## Data supplied
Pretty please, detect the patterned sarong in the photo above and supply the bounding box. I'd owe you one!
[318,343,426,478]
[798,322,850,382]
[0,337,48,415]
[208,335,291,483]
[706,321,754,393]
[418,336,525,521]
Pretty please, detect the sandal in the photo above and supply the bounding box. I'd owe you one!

## Aim of the task
The entire listing has to be written out again exactly.

## Task answer
Pretty please, detect the patterned sarong in the photo above and supply the bounding box. I'd owe you one!
[318,343,426,478]
[798,322,850,382]
[0,337,48,415]
[208,335,291,483]
[706,321,754,393]
[418,336,525,521]
Pretty please, detect the sandal in the photo above and supply the bounding box. I'd owe you one!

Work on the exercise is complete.